* START DATASET RECORDS *
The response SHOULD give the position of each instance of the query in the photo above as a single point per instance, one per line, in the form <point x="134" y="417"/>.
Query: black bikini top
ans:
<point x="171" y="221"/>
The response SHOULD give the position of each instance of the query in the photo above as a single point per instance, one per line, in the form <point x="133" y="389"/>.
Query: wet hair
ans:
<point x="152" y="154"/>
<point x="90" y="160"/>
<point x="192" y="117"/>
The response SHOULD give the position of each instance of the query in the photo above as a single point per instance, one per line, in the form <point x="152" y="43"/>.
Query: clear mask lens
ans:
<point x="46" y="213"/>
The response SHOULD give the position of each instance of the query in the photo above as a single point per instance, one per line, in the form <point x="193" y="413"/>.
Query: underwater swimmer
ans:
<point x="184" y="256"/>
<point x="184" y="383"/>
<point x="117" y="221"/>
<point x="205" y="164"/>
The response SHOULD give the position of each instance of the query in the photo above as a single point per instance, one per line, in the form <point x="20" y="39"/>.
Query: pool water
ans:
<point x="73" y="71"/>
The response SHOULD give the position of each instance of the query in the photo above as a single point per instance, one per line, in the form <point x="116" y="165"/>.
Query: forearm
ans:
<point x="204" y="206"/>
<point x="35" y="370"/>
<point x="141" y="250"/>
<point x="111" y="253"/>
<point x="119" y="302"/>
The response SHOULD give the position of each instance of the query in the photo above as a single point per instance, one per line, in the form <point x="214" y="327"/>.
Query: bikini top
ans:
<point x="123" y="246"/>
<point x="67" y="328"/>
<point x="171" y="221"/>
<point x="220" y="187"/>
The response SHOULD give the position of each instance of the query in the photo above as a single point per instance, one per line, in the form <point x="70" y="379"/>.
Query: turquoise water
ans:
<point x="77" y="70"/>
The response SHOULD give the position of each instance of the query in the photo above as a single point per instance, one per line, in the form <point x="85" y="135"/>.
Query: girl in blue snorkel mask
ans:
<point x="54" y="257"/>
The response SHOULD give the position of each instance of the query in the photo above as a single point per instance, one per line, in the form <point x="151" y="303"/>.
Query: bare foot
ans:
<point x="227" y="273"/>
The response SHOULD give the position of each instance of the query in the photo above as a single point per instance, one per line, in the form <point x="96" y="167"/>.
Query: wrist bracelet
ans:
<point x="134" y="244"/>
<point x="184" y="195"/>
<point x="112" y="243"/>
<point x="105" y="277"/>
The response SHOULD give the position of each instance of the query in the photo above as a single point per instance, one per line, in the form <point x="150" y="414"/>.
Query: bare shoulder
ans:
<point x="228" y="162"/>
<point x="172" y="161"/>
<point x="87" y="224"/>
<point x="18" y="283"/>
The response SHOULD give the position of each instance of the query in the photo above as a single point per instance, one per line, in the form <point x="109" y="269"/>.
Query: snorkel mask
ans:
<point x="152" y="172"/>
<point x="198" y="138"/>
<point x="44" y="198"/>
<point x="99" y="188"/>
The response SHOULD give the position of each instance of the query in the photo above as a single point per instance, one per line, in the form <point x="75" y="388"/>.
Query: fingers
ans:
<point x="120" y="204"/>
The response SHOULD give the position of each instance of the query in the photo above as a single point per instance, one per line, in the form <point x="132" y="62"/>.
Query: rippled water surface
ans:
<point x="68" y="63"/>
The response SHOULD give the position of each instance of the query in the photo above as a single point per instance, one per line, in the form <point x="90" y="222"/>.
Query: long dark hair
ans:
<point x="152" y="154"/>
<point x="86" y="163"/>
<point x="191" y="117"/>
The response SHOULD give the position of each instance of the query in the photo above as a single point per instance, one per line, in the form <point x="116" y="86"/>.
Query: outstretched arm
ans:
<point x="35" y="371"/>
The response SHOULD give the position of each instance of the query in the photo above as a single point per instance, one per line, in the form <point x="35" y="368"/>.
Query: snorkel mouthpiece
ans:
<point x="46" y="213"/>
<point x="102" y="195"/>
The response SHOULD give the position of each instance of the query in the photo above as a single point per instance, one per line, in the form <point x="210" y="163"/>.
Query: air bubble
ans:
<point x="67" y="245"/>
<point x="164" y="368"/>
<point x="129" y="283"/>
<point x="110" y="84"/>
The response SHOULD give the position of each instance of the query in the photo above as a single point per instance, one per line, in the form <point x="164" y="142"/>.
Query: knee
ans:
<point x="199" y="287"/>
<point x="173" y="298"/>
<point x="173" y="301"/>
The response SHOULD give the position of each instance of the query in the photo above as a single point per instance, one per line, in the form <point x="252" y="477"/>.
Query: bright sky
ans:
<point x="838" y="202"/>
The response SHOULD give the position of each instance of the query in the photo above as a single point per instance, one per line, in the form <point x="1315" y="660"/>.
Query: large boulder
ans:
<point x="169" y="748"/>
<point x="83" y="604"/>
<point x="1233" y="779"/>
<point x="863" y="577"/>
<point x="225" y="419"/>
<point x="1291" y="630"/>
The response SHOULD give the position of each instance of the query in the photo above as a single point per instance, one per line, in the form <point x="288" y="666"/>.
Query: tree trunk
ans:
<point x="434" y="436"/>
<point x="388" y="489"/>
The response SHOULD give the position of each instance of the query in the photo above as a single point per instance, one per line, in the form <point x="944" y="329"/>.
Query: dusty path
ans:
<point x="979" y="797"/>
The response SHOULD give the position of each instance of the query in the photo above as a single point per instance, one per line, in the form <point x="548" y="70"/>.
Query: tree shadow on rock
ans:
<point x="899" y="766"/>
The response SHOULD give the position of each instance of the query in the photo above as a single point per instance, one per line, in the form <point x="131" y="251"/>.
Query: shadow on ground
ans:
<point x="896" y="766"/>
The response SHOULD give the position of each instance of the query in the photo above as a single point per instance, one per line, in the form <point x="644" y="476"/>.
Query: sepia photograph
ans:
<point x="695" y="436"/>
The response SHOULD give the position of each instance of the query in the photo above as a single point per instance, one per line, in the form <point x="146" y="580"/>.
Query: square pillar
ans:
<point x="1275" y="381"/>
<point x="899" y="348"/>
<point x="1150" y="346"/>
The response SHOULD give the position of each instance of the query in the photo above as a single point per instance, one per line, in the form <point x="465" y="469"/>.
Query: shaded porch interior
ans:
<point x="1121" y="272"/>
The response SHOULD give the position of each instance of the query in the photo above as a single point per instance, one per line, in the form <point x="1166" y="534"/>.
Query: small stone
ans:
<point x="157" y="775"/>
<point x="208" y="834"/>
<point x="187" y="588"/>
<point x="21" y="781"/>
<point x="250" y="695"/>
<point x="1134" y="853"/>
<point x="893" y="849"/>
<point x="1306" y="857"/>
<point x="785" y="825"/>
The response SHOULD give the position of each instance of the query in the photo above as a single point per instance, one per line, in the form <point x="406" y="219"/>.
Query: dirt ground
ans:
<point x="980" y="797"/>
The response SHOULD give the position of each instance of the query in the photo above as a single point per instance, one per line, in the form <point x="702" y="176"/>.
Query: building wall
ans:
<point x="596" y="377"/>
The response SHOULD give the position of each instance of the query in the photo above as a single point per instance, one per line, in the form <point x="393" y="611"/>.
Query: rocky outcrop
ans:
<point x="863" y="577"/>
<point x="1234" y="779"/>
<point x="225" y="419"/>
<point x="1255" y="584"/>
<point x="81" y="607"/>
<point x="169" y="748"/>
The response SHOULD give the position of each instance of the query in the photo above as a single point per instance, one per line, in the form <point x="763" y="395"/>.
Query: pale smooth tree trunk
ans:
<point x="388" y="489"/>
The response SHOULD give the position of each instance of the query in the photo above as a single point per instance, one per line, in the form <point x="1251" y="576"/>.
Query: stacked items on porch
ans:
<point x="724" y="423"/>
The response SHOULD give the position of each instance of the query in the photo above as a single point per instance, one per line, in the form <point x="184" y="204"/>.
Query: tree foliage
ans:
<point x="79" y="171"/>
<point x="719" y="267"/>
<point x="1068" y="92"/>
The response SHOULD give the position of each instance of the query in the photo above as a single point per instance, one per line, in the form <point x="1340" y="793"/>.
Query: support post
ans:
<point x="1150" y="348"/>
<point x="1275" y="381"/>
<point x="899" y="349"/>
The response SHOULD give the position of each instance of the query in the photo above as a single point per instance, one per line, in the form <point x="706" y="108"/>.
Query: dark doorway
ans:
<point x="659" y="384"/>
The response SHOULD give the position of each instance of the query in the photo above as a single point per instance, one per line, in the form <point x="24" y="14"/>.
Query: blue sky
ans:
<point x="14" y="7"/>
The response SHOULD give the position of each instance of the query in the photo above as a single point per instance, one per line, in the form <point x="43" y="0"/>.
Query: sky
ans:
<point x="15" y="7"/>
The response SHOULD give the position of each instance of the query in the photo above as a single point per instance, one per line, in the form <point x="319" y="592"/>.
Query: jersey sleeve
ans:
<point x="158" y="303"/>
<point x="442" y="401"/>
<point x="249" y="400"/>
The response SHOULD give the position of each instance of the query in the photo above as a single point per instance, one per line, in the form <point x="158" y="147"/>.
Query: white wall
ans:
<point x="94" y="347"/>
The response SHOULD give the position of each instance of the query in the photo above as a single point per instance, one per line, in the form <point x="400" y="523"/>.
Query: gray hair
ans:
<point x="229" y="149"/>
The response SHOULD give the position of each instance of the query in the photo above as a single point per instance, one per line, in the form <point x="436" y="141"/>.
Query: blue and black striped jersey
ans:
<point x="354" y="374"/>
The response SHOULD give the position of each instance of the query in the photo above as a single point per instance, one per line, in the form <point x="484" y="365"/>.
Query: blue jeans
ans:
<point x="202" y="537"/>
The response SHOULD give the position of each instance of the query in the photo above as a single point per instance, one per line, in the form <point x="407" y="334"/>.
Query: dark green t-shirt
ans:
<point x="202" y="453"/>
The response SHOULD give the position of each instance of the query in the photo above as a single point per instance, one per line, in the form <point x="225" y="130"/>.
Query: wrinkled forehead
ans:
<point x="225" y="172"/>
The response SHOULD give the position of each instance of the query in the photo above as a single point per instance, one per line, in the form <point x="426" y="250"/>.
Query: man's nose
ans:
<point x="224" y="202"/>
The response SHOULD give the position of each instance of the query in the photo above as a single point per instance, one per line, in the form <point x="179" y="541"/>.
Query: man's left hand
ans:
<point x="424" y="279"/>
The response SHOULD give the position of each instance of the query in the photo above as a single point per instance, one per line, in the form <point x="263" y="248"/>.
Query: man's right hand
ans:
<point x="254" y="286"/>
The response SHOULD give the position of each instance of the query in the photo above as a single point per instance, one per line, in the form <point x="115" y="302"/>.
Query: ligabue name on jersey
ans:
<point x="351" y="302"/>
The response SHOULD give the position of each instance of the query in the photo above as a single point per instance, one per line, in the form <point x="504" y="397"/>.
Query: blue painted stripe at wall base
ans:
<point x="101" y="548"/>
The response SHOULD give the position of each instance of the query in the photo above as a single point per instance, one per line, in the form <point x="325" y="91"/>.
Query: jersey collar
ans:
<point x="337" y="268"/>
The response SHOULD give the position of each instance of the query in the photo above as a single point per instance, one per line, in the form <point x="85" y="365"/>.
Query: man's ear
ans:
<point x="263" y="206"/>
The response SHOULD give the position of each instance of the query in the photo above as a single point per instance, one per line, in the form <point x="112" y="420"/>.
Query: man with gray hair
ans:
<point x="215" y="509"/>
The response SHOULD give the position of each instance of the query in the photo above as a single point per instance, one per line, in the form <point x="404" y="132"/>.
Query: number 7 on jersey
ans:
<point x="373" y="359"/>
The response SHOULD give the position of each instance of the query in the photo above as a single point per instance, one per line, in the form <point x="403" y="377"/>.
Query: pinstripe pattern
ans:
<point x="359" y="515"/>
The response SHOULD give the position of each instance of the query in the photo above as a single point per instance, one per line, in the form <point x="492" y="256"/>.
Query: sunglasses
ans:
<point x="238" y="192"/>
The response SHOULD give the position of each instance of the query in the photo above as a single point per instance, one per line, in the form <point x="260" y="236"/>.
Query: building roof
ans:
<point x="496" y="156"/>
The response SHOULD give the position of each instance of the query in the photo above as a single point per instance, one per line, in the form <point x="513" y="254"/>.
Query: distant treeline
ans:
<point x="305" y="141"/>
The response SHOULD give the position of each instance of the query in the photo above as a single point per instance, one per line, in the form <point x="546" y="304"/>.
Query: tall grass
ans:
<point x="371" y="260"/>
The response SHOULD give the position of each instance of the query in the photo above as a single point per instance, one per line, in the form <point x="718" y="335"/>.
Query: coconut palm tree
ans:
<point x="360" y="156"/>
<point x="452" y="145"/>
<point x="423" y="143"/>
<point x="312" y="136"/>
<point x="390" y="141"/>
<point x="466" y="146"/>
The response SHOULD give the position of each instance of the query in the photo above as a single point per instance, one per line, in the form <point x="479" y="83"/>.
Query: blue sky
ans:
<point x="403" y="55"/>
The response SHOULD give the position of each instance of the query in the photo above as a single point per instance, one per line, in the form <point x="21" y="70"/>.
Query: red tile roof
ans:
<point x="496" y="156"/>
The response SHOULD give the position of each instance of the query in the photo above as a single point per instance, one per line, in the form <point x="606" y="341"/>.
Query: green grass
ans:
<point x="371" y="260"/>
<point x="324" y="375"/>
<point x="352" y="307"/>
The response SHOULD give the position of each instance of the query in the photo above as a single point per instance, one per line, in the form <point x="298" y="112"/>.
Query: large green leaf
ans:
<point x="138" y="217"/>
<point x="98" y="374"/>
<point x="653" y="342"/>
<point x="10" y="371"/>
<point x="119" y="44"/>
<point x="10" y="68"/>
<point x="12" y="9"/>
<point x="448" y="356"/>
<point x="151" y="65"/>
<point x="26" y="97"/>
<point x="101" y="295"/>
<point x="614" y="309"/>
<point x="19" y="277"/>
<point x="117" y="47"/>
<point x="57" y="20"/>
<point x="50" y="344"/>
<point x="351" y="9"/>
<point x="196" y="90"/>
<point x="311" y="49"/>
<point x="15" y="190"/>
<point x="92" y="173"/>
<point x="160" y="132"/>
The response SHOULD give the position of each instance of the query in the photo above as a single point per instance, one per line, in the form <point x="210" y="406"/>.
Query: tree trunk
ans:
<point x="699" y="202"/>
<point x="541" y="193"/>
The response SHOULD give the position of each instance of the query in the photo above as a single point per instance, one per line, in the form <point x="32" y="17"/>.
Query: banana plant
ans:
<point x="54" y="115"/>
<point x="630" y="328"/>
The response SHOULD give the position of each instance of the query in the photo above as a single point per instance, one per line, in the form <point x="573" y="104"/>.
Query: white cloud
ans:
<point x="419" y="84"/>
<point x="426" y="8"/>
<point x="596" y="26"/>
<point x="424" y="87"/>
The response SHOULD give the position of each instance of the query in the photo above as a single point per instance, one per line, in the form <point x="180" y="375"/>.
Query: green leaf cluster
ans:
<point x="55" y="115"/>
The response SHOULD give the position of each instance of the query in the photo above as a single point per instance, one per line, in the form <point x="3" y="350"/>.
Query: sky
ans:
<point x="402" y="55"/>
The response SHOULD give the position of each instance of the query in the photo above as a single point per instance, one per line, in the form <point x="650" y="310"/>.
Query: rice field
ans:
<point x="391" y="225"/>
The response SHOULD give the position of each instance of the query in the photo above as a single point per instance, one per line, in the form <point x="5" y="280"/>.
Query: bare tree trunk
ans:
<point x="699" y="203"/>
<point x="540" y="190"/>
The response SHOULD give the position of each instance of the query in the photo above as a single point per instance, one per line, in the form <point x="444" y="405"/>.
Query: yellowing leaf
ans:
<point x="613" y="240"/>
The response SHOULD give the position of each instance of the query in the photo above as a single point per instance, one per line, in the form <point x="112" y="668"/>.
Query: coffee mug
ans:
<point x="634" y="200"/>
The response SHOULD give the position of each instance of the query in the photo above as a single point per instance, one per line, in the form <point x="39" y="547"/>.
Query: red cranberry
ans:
* END DATASET RECORDS *
Find every line in the rows above that contains the word "gray", and copy each of those lines in full. Case counts, so only lines with that exact capitalization qualify.

> REPLY:
Query: gray hair
Query: man with gray hair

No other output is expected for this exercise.